— WHAT THE TASK REQUIRES —
What is needed is the whole of the data, set down exactly.

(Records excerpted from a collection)
..........

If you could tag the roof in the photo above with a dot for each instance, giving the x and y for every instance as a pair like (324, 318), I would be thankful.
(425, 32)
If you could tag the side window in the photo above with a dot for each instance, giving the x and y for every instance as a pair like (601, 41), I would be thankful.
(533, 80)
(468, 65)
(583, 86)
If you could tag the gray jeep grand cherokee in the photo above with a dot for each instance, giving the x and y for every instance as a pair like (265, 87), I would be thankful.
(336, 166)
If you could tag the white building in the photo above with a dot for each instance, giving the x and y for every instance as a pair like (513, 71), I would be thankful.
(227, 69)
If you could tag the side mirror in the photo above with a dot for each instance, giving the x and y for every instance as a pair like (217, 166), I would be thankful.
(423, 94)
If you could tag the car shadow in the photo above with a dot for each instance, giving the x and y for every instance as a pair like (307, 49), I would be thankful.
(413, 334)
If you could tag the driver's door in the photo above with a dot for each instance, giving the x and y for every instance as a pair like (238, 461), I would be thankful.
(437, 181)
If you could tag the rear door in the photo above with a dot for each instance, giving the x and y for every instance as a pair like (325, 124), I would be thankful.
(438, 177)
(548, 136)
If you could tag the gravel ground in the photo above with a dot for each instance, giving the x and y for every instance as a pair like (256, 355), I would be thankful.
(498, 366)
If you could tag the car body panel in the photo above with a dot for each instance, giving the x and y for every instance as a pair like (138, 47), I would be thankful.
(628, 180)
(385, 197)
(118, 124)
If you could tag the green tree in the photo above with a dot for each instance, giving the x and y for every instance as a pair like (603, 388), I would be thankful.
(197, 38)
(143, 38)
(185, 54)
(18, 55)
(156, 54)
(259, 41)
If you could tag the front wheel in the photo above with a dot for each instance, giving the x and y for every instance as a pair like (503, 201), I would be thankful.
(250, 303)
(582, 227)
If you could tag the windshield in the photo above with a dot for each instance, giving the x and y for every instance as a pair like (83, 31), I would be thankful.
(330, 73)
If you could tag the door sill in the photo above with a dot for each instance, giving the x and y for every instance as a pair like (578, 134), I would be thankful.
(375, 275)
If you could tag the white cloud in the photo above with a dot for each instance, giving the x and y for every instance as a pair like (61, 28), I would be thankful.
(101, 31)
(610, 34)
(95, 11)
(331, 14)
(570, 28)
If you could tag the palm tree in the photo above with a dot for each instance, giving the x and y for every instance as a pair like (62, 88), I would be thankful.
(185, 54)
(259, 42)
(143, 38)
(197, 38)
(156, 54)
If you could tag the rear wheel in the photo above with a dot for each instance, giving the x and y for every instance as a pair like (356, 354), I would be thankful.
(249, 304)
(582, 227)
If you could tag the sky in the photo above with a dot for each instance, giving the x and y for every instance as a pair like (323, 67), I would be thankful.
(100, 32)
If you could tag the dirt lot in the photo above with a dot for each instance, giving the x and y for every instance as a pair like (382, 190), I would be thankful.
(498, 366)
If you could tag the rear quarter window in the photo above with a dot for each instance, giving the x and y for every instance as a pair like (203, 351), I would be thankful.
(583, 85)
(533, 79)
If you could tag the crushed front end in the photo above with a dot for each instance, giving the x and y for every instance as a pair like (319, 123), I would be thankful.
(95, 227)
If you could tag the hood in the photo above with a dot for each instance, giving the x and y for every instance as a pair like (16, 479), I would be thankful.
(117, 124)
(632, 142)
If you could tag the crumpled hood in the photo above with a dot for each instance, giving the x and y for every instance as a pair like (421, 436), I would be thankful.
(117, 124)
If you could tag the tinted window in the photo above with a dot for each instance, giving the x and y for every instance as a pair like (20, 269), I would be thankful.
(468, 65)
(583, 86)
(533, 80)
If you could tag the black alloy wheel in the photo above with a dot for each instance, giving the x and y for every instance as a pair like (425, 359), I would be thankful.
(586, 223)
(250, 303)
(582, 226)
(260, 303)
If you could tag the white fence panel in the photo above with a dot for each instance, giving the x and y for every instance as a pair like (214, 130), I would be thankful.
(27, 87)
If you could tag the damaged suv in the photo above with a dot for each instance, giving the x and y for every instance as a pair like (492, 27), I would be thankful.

..........

— ANSWER FOR THIS EXERCISE —
If you could tag the roof in the photo above with a dot for each instance, giving the x and y for every instance as a pair like (324, 318), I would be thankful.
(425, 32)
If you could tag the side window in the photo above with a dot for each instance, giving the x and y for every instance as a pair like (601, 41), I would be thankful.
(533, 80)
(468, 65)
(583, 86)
If you could tag the gray jeep grand cherokee in the photo above with a dot for each instance, giving the x and y for every instance as a pair like (265, 87), I would be thankful.
(336, 166)
If you could tag the white building in the photo above with a dot for each instance, giving the x and y for every instance as a pair like (513, 71), I would be thankful.
(227, 69)
If you could tag the side mirror in the photo above with a dot for each instance, giving the x and y for every instance as a pair like (217, 166), I would be thankful.
(423, 94)
If you could tag the car shadow in the photo above with a dot for each instance, giving the x and y for every instance as a pair like (307, 49), I would be thankful.
(413, 334)
If you could tag the driver's door in the photo above with a dot for each instance, giving the x and y for every instance as a pair like (238, 461), I would be thankful.
(437, 181)
If you could tag the rear door in the photo above with a dot for each instance, giving the x and y for every instance as a pair like (325, 124), I would be thankful.
(438, 177)
(548, 136)
If you could tag the gravel ground in the photo above with a dot for each instance, giving the x and y for every instance as a pair like (256, 355), I would be thankful.
(498, 366)
If you could tag the car body panel in the photo above with a dot for each instance, giving the x and y for every instance as a pair like (138, 47), I would be thankful.
(628, 180)
(385, 197)
(118, 124)
If you could tag the green tree in the photo above with a dot for each instance, giving the x and y for every instance as a pair like (603, 388), I would be thankful.
(197, 38)
(143, 38)
(185, 54)
(18, 55)
(156, 54)
(259, 41)
If you could tag the front wheel in the photo above with a dot for each instance, giving the x and y for every instance as a pair like (503, 201), I would be thankful.
(250, 303)
(582, 227)
If you could tag the windshield in the photo above with a dot for each instance, giving the x and y for every instance as a pair like (83, 31), I would be thankful.
(330, 73)
If you could tag the door sill in the photo above with a dot for each instance, giving the x and y for every instance as a pair like (578, 134), I would be thankful.
(375, 275)
If you could tag the white cloud in the photo above with a dot for each instance, giving the x and y for every instance as a pair like (61, 28), I would be thankful.
(101, 31)
(610, 34)
(95, 11)
(331, 14)
(570, 28)
If you could tag the palm tree in the photo above with a dot for each instance, giving the x and y for every instance as a pair like (62, 88), I would be thankful.
(185, 54)
(259, 42)
(143, 38)
(197, 38)
(156, 54)
If you could tag the rear wheel in the photo above with a dot for each instance, giving the x and y for every instance as a pair like (356, 354), I would be thankful.
(249, 304)
(582, 227)
If you could tag the sky in the photo above with a dot for each instance, giving the x and y for every instance as a pair like (323, 67), I would be thankful.
(100, 32)
If you could tag the dirt lot in the photo above with a dot for each instance, giving the x and y for every instance as a pair like (382, 190), I would be thankful.
(498, 366)
If you could tag the rear quarter window in the photo above with a dot for each instance, giving the x and y for every instance as a pair like (203, 351), I would be thankful.
(583, 85)
(533, 79)
If you could tag the crushed front end in the photo above with a dot for each instance, giving the x and y for every instance as a pair like (319, 123), I would be thankful.
(95, 227)
If you could tag the hood in the photo above with a dot for each instance, giving the x and y for every instance as a pair like (16, 479), I would be thankful.
(117, 124)
(632, 142)
If you could tag the crumpled hood in the photo above with a dot for each instance, giving the x and y for every instance as a pair like (421, 436), I would be thankful.
(117, 124)
If you could tag the tinted window in the photo above with a dot for each instance, giving the x and y for every instance as a pair like (20, 269), I would be thankful.
(468, 65)
(583, 86)
(533, 80)
If you could tag the black alloy wheel in the photo above with a dot for each instance, giving the x and y for every instance as a pair like (425, 359), I would be thankful.
(586, 223)
(250, 303)
(582, 226)
(260, 303)
If you could tag the white fence panel in the photo above with a dot for each instance, giving the x and y for every instance as a pair like (214, 130), I would be thankful.
(27, 87)
If you could tag the damaged suv in the photo above with a dot for each instance, giving the x and y for every instance as a pair like (492, 27), I would be thankful.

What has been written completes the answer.